[TAREA REQUERIDA]: Reescribe el tramo del texto sobre la castidad desde "En las Preguntas" hasta "preparación. ¿Por qué?", cambiando "parroquias" por "comunidades".
-------- EXTRACTO DEL TEXTO
En los primeros tiempos del cristianismo, en la sociedad del bajo imperio romano, la situación de la sexualidad humana era muy semejante a la que hoy vive un buen número de hombres y de mujeres en el Occidente. En aquel entonces, los primeros cristianos convirtieron la sociedad. ¿Hemos perdido la fe que vivieron ellos?
“La compleja realidad social y los desafíos que la familia está llamada a afrontar hoy requieren un compromiso mayor de toda la comunidad cristiana para la preparación de los prometidos al matrimonio. Es preciso recordar la importancia de las virtudes. Entre éstas, la castidad resulta condición preciosa para el crecimiento genuino del amor interpersonal. Respecto a esta necesidad, los Padres sinodales eran concordes en subrayar la exigencia de una mayor implicación de toda la comunidad, privilegiando el testimonio de las familias, además de un arraigo de la preparación al matrimonio en el camino de iniciación cristiana, haciendo hincapié en el nexo del matrimonio con el bautismo y los otros sacramentos. Del mismo modo, se puso de relieve la necesidad de programas específicos para la preparación próxima al matrimonio que sean una auténtica experiencia de participación en la vida eclesial y profundicen en los diversos aspectos de la vida familiar”.
Con este párrafo, n. 39, la Relación final de la primera parte del Sínodo introdujo el tema de la Castidad en la reflexión sobre la familia que se está llevando a cabo.
En las Preguntas sobre la recepción y la profundización de la ‘Relatio Synodi’, que la diócesis ha enviado a las parroquias para recibir opiniones y sugerencias, la palabra Castidad no aparece, cuando se trata de decir algo sobre esa preparación. ¿Por qué?
En el Mensaje para la Jornada de la Juventud de este año, el Papa Francisco les dice a los jóvenes:
“Al mismo tiempo os invito a descubrir la belleza de la vocación humana al amor, os pido que os rebeléis contra esa tendencia tan extendida de banalizar el amor, sobre todo cuando se intenta reducirlo solamente al aspecto sexual, privándolo así de sus características esenciales de belleza, comunión, fidelidad y responsabilidad. Queridos jóvenes, en la cultura de lo provisional, de lo relativo, muchos predican que lo importante es “disfrutar” el momento, que no vale la pena comprometerse para toda la vida, hacer opciones definitivas, “para siempre”, porque no se sabe lo que pasará mañana. Yo, en cambio, os pido que seáis revolucionarios, os pido que vayáis contracorriente; si, en esto os pido que os rebeléis contra esa cultura de lo provisional, que, en el fondo, cree que vosotros no sois capaces de asumir responsabilidades, cree que vosotros no sois capaces de amar verdaderamente. Yo tengo confianza en vosotros, jóvenes, y pido por vosotros. Atreveos a “ir contracorriente”.
----------------
-------- EXTRACTOS DE REGISTROS
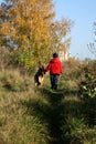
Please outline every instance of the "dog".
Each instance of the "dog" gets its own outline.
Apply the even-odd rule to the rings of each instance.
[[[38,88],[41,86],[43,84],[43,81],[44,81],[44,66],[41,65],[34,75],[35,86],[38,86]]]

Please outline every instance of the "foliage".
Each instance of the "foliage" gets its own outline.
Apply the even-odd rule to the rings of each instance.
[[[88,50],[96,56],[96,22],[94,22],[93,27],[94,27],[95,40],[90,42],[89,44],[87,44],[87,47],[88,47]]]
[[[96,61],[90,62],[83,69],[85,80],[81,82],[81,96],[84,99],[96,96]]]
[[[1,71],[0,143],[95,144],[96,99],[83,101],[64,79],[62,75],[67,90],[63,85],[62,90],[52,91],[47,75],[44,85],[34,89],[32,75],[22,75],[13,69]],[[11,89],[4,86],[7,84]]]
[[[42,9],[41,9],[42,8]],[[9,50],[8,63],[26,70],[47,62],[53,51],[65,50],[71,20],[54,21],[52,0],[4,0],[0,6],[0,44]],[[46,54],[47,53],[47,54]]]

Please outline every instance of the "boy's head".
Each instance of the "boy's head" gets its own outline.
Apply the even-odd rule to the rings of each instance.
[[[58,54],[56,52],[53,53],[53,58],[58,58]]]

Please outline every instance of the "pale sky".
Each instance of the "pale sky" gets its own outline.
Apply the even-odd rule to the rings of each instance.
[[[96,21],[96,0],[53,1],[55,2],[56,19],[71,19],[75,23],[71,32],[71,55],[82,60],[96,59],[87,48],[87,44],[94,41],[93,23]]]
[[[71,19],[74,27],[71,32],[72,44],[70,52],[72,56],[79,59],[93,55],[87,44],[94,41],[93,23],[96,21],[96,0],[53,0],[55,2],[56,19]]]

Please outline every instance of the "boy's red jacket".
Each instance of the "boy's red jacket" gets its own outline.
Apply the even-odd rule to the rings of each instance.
----------------
[PROBLEMA RESUELTO]:
En las Preguntas sobre la recepción y la profundización de la ‘Relatio Synodi’, que la diócesis ha enviado a las comunidades para recibir opiniones y sugerencias, la palabra Castidad no aparece, cuando se trata de decir algo sobre esa preparación. ¿Por qué?